TEXT TO READ:
----------

MARK 8349 Multivariate Statistics Fall 2008 Professor James Hess

Office Hours: M&W 2:00-4:00

375H Melcher, 713 743-4175

Home phone 713 663-7012

Course Objective:

To learn multivariate statistical methods that uncover surprising but valid linkages between variables and explain and predict their measured values.

This should support your personal objective as a doctoral student, “to learn to do research that is publishable in the top academic journals in your discipline.” Specifically, you will learn

·  to match multivariate methods with academic research.

·  to perform multivariate data analysis (using SPSS) including:

-Multivariate Analysis of Variance -Discriminant Analysis

-Multivariate Regression Analysis -Factor Analysis

-Multidimensional Scaling -Logit Models

-Structural Equation Modeling -Cluster Analysis

·  to interpret the results and test the assumptions of a multivariate data analysis.

·  to understand academic research employing multivariate techniques.

The course is introductory in nature but aimed at moving Ph.D. students toward the frontier of empirical techniques as used in academic journals. Confidence and proficiency do not come with the first step on this journey. The goal of this course is to set you out on a path that will allow you to continually acquire additional expertise. It’s a long journey. In 2028, you’ll likely turn back to the textbook that you first read in 2008, and still learn something valuable.

This “journey” metaphor brings to mind several things. You are journeying into a land where a new language is spoken: algebraic manipulation of data stored in matrices. To be a skilled researcher, you must become conversant, if not fluent, in this matrix language. Some students in this course have already had exposure to matrix algebra in undergraduate math courses, but others will be seeing it for the first time. Both types will succeed in this course, but for those who find matrices strange and unusual, let me encourage you to take extra effort to master these algebraic techniques. It will pay great dividends in the years to come, when you feel confident to attack research that uses new data analytic methods. For this reason, an introductory problem-oriented book on matrix algebra is listed below.

You are bound to get lost occasionally in the land of multivariate statistics. I did. I still do. However, you have the opportunity to take advantage of the close personal relationships between faculty and doctoral students here at Houston. I personally offer any help you might need at any point in your development as a researcher and hope that we develop close connections this semester that will stand the test of time, so you may always come back to me with questions about how to find our way in a complicated research terrain. Do not be shy!

“The most beautiful thing we can experience is the mysterious.” Albert Einstein

Notice the word “surprising” in the above course objective. To become well-known researchers, we must continually seek mysterious and surprising results. However, science is a skeptical discipline. Many a scary “cold fusion” story has been told round the academic campfire (http://en.wikipedia.org/wiki/Cold_fusion#History). You must balance the desire to discover unforeseen relationships with the requirement that these be valid and reliable findings. Multivariate statistics helps you do this.

Learning Strategy

Just do it! Nike advertisement

Problem Sets

My learning philosophy is expressed by the Chinese proverb, “I hear; I forget. I see; I forget. I do; I remember.” To help you develop familiarity with the multivariate data analysis, you will do a half-dozen homeworks drawn from the end-of-chapter exercises (see WebCT). These involve real data. Much of class will be spent understanding the proper answers to these.

----------

SET TASKS:
**A)** According to the syllabus, what software will students use to perform multivariate data analysis?
**B)** Rewrite all of the rows below with "locate" replaced by "mark" and everything else unchanged. Leave the pictures out.

ENTRIES SUPPLIED:

----------

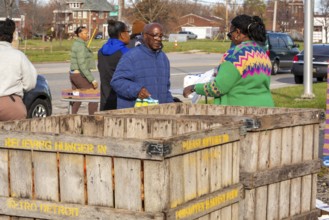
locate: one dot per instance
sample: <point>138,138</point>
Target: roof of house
<point>94,5</point>
<point>208,18</point>
<point>15,10</point>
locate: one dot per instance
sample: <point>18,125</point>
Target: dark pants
<point>12,108</point>
<point>79,82</point>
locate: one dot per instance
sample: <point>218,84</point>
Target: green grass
<point>290,97</point>
<point>56,51</point>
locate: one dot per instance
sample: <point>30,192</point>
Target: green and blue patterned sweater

----------

FULL ANSWERS:
**A)** SPSS

**B)**
mark: one dot per instance
sample: <point>138,138</point>
Target: roof of house
<point>94,5</point>
<point>208,18</point>
<point>15,10</point>
mark: one dot per instance
sample: <point>18,125</point>
Target: dark pants
<point>12,108</point>
<point>79,82</point>
mark: one dot per instance
sample: <point>218,84</point>
Target: green grass
<point>290,97</point>
<point>56,51</point>
mark: one dot per instance
sample: <point>30,192</point>
Target: green and blue patterned sweater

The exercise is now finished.